Il suo lavoro, oggi, in cosa consiste?

Nel mettere al centro i clienti, sia gli ospiti che i collaboratori. Ho ricoperto tutti i ruoli in un albergo, fino a diventare managing director di una compagnia importante come Melià Hotel Internationals. E, avendo raggiunto il top, ho deciso di approfondire un altro aspetto, quello dello sviluppo dell’hôtellerie. Questo è il momento giusto per creare nuove società legate al benessere della persona e dell’ambiente. Sono diventato, dunque, imprenditore dei turismi, come io chiamo quell’universo che comprende servizi e infrastrutture.

 

Una case history di successo che meglio riassume il suo lavoro, il suo impegno?

Materiale fornito:
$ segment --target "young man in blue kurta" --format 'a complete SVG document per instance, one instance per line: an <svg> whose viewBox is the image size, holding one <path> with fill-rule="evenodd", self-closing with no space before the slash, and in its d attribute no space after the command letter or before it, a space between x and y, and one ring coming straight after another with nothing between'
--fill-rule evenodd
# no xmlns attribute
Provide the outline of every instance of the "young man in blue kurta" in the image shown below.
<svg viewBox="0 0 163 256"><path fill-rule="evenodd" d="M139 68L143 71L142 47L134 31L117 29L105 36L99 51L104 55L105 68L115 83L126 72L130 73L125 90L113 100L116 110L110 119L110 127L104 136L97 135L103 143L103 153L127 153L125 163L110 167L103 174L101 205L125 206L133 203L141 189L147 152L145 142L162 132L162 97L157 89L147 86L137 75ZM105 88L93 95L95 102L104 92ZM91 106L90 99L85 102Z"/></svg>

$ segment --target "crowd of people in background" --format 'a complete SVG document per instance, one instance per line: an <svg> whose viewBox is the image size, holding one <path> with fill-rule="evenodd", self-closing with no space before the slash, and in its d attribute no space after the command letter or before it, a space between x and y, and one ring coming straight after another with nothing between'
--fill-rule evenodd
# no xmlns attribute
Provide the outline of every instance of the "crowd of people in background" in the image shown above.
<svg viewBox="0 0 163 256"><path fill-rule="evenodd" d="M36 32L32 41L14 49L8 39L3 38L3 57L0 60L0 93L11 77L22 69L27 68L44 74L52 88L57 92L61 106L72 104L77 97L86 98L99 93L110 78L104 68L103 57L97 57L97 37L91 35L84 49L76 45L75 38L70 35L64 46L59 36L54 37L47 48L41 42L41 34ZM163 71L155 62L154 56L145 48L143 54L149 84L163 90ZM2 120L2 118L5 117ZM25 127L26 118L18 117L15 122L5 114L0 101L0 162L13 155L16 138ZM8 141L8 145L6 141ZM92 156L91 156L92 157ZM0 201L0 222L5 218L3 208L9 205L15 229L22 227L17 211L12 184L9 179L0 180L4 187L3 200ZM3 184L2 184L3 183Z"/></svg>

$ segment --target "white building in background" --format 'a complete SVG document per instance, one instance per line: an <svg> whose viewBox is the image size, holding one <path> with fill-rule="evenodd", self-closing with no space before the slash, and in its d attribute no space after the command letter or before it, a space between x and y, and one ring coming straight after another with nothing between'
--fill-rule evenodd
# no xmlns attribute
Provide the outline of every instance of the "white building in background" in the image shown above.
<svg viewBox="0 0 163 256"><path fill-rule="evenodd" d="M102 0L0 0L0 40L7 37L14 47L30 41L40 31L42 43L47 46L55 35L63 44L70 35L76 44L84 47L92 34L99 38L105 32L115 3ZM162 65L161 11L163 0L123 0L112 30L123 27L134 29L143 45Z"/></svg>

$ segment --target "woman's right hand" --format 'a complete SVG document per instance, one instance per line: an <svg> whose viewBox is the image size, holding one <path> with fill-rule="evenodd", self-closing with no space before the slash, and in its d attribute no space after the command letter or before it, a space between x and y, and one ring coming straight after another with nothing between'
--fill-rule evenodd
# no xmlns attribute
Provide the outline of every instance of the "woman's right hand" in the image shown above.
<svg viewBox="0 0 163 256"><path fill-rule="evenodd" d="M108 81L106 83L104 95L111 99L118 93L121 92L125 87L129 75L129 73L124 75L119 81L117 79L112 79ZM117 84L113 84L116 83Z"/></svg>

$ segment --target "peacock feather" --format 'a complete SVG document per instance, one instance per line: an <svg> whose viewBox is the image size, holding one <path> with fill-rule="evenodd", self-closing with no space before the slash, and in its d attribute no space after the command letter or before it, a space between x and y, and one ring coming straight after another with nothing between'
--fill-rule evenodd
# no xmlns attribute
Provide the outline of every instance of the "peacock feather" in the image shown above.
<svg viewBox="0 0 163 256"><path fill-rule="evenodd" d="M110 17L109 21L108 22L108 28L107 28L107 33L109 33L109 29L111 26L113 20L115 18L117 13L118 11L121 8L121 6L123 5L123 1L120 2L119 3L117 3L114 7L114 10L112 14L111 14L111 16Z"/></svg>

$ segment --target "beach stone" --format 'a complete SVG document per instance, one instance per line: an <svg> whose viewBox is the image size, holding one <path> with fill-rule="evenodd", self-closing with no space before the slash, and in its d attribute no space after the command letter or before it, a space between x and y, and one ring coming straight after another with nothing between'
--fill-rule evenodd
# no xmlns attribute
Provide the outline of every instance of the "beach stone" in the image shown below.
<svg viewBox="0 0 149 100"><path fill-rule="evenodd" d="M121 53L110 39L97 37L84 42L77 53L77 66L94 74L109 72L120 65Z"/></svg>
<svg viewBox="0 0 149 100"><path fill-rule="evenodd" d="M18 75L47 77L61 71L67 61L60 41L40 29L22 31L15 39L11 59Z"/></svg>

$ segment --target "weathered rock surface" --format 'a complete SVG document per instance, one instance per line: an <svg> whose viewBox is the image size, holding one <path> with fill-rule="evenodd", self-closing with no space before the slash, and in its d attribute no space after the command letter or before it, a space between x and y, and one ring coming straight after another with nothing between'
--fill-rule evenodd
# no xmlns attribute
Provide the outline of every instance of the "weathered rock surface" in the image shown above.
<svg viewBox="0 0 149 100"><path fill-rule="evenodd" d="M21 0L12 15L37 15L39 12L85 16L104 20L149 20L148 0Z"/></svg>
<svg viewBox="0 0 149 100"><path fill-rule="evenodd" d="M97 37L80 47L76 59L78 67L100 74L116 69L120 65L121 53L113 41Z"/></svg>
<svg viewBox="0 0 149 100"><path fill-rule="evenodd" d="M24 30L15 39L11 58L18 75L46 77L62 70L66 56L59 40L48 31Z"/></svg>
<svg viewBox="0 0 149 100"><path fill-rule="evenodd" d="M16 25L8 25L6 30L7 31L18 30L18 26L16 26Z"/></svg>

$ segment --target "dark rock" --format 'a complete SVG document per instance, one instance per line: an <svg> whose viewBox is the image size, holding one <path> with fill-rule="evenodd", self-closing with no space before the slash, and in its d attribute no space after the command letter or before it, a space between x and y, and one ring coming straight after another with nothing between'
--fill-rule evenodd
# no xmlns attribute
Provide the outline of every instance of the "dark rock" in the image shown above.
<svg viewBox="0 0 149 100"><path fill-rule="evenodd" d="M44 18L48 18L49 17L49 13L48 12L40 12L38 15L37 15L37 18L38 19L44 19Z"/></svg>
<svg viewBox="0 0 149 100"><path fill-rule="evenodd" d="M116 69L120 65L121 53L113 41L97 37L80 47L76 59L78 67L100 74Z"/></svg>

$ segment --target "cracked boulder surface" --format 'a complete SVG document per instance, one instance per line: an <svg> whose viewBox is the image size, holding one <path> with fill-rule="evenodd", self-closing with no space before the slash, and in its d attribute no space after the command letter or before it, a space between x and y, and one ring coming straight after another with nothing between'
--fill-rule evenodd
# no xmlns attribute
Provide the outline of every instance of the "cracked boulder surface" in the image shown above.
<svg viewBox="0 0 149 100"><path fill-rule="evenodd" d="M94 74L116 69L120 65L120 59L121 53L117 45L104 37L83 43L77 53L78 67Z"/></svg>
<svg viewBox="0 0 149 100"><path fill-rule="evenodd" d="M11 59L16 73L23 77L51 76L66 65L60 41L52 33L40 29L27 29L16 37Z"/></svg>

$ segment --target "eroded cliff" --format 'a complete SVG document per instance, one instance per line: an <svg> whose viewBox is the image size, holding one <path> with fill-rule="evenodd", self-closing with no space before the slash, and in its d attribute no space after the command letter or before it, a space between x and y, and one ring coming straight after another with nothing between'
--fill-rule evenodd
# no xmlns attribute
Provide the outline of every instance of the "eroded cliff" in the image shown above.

* * *

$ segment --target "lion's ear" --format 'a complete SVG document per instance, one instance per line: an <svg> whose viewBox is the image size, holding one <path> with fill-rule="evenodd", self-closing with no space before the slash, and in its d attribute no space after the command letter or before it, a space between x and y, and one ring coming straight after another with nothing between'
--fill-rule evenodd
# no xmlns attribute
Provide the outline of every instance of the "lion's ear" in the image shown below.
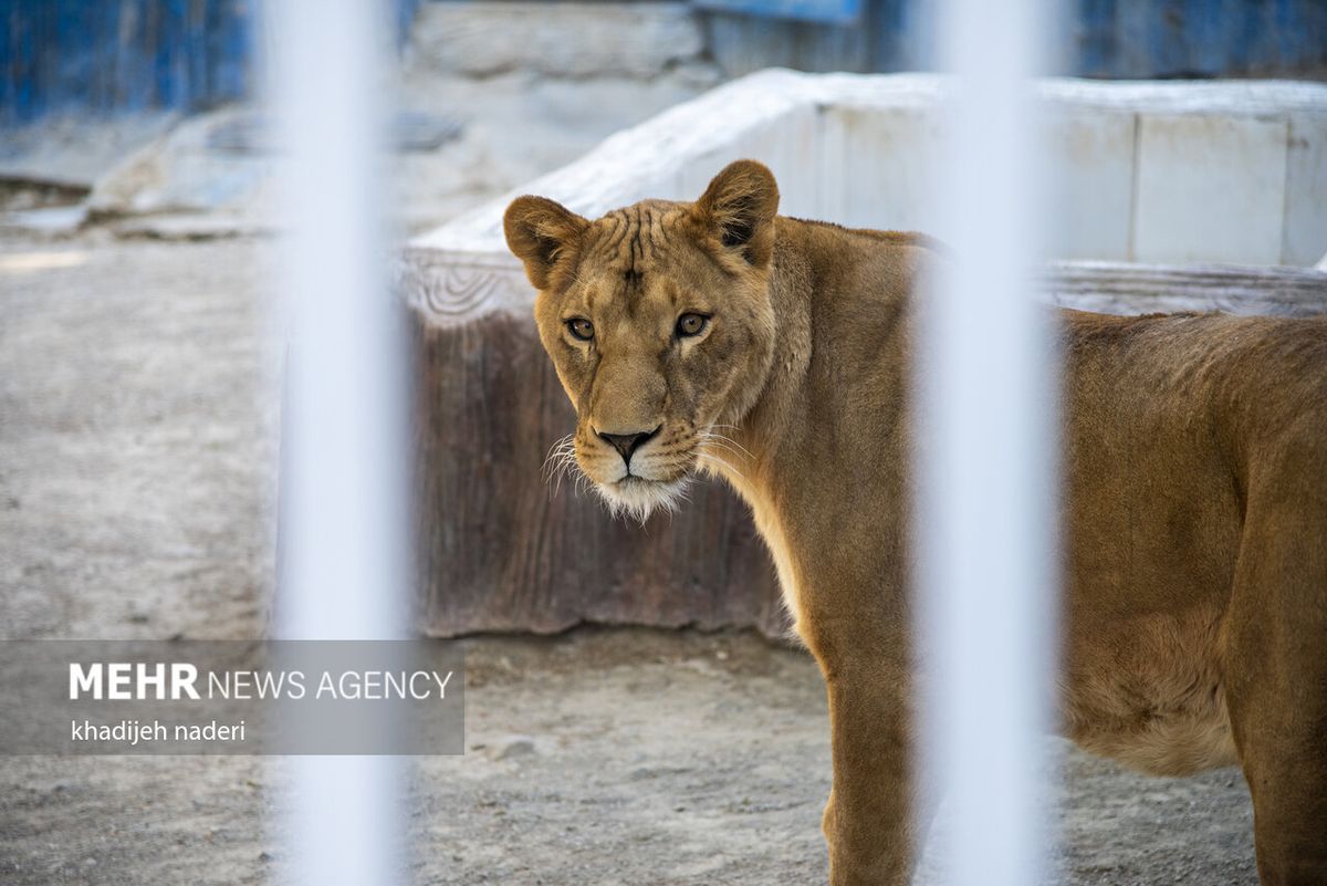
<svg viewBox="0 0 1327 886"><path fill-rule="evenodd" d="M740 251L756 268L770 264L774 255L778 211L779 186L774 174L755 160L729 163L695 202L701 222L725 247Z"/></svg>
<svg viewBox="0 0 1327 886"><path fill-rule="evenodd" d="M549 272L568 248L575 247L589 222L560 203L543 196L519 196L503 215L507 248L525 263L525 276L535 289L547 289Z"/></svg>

Compito 1: Indica se ciascuna affermazione concorda con l'intervista, rispondendo sì o no e citando le parole del testo che lo stabiliscono: (a) la persona intervistata è arrivata a ricoprire il ruolo di managing director presso Melià Hotel Internationals; (b) la persona intervistata dichiara di non aver mai ricoperto ruoli in un albergo; (c) la persona intervistata si definisce imprenditore dei turismi.
Compito 2: Cambia "albergo" in "hotel" nel passo dell'intervista che parte da "Nel mettere al" e prosegue fino a "servizi e infrastrutture.", poi riporta il passo così modificato.
Le voci non hanno alcun legame con l'intervista.

Soluzione 1:
(a) Sì: «fino a diventare managing director di una compagnia importante come Melià Hotel Internationals»
(b) No: «Ho ricoperto tutti i ruoli in un albergo»
(c) Sì: «Sono diventato, dunque, imprenditore dei turismi»

Soluzione 2:
Nel mettere al centro i clienti, sia gli ospiti che i collaboratori. Ho ricoperto tutti i ruoli in un hotel, fino a diventare managing director di una compagnia importante come Melià Hotel Internationals. E, avendo raggiunto il top, ho deciso di approfondire un altro aspetto, quello dello sviluppo dell’hôtellerie. Questo è il momento giusto per creare nuove società legate al benessere della persona e dell’ambiente. Sono diventato, dunque, imprenditore dei turismi, come io chiamo quell’universo che comprende servizi e infrastrutture.